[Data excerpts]
----------
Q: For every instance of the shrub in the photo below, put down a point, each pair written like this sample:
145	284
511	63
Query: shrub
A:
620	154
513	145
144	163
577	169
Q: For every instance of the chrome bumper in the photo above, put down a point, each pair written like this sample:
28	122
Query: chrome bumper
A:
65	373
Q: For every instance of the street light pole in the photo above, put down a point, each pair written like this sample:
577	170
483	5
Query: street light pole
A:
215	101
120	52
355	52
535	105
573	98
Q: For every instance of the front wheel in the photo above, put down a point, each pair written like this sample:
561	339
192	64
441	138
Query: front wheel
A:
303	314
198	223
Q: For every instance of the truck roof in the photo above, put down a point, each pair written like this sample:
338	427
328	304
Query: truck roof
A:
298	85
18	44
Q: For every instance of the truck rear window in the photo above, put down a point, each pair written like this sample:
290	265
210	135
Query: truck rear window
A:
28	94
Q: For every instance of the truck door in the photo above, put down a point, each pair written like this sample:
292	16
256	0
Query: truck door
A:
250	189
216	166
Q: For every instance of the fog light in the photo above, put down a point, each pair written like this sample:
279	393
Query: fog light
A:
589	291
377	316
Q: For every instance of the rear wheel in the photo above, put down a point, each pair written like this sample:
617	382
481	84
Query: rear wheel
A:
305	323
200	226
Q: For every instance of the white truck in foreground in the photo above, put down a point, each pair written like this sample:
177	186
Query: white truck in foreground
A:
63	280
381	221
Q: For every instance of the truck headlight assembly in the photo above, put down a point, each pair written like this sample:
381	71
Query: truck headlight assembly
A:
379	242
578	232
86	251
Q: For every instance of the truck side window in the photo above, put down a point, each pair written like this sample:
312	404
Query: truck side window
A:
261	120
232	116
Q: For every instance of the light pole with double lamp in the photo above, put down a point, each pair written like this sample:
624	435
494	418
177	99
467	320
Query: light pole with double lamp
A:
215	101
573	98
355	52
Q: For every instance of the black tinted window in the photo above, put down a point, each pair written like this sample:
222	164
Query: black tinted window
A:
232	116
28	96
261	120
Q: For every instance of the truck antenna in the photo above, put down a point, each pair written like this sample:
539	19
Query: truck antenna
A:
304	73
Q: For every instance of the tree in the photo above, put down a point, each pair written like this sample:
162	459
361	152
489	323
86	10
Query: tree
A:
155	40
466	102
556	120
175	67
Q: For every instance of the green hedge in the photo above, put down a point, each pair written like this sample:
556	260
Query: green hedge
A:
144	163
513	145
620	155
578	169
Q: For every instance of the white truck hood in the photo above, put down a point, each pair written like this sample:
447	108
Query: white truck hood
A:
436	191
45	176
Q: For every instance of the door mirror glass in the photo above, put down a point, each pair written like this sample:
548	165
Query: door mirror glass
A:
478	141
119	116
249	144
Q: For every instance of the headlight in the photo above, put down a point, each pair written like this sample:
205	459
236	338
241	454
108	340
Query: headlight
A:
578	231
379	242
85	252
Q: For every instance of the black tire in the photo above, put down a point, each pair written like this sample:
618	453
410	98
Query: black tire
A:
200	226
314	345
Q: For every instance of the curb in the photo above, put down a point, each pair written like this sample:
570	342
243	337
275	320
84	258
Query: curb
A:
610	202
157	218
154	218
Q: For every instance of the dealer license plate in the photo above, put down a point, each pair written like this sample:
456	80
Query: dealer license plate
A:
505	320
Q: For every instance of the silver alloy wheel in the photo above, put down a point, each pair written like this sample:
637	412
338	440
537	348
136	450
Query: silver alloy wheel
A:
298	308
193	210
----------
The full set of entries should be copied out exactly as given.

> [Answer section]
Q: For every instance of the shrub in the photo below, put down a point, each pair written like this sample:
145	284
511	63
Query: shrub
A:
620	154
513	145
144	163
577	169
Q: For every instance of the chrome bumper in the photo above, put down a point, each pair written like this sample:
28	122
Query: chrome bumper
A:
65	373
Q: For every instance of the street light pole in the photo above, put down a point, each pair written like this sample:
577	170
483	5
Query: street light pole
A:
215	101
120	52
355	52
535	105
573	98
Q: For every instance of the front wheel in the photo above, put down a point, each pair written like this sample:
561	339
192	64
441	138
Query: front wheel
A:
303	314
198	223
Q: For every instance of the truck roof in the photo above, put down a point, each pair written like this sample:
338	427
328	304
Query: truck roof
A:
298	85
18	44
Q: For every instance of the truck rear window in the photo above, put down a point, each pair written like this sample:
290	265
210	135
Query: truck rear window
A:
28	94
Q: For every instance of the truck door in the photo above, put down a point, each pair written like this sample:
292	16
256	0
Query: truck door
A:
250	189
216	166
Q: For every instance of the fog light in the photo above, put down a point, each pair written like this sample:
279	393
Query: fog light
A:
589	291
377	316
Q: For every instance of the rear wheel in the photo above, put down a point, each pair written like this sample:
617	382
481	84
Query: rear wheel
A:
305	323
200	226
Q: For every instance of the white truck in foreground in the photo above, put down a point, each pair written like this sample:
177	186
Query: white truck in foreground
A:
63	280
381	221
Q: For every instance of the truck headlight assembly in the photo above, put down a point, each pair written like this sample:
381	71
Query: truck headlight assembly
A:
379	242
578	232
86	251
Q: For every instance of the truck side window in the photo above, put down a point, each pair written like this sample:
312	404
Query: truck side window
A:
261	120
232	116
Q: For every instance of the light pole with double lamp in the photo above, put down a point, each pair written like this sample:
624	435
494	418
177	99
467	320
Query: light pole with double lamp
A:
215	101
573	98
355	52
Q: For every instance of the black tinted window in the photo above, put down a point, each pair written like this sample:
222	164
Query: black tinted window
A:
232	116
28	96
261	120
Q: For every instance of the truck antenna in the photo above, put down a point, each pair written like this sample:
539	19
Query: truck antenna
A:
304	73
Q: For every instance of the tree in the photo above, put down a point, each pair written like this sample:
162	459
361	152
489	323
86	10
Query: tree
A:
155	40
466	102
556	120
175	67
Q: For every instance of the green hedge in the photo above, put down a point, each pair written like this sample:
556	260
Query: green hedge
A:
144	163
513	145
620	155
578	169
Q: For every instance of the white truck hood in the photo above, put down a point, each pair written like this sample:
447	108
Query: white truck hood
A:
436	191
45	176
Q: For every instance of the door mirror glass in the photo above, put down a point, each pair written like this sample:
548	165
Query: door mirror glass
A:
478	141
119	116
249	144
Q: For every instance of the headlight in the photo above, put down a point, each pair written like this sample:
205	459
236	338
241	454
108	340
Query: headlight
A:
578	231
379	242
85	252
Q: For every instance of the black tire in the photo above, put down a point, each pair written like this sample:
618	453
410	98
Query: black tire
A:
200	226
314	345
Q: For every instance of the curb in the photo above, put down a point, each pair written like this sample:
570	342
243	337
275	320
84	258
Query: curb
A:
610	202
157	218
154	218
Q: For every instance of the dealer license plate in the photo above, put down a point, each pair written like this sample:
456	80
Query: dealer license plate
A:
505	320
Q: For every instance of the silver alloy wheel in the photo above, put down a point, each pair written like this sample:
637	412
338	440
537	348
136	450
Query: silver alloy wheel
A:
298	308
193	210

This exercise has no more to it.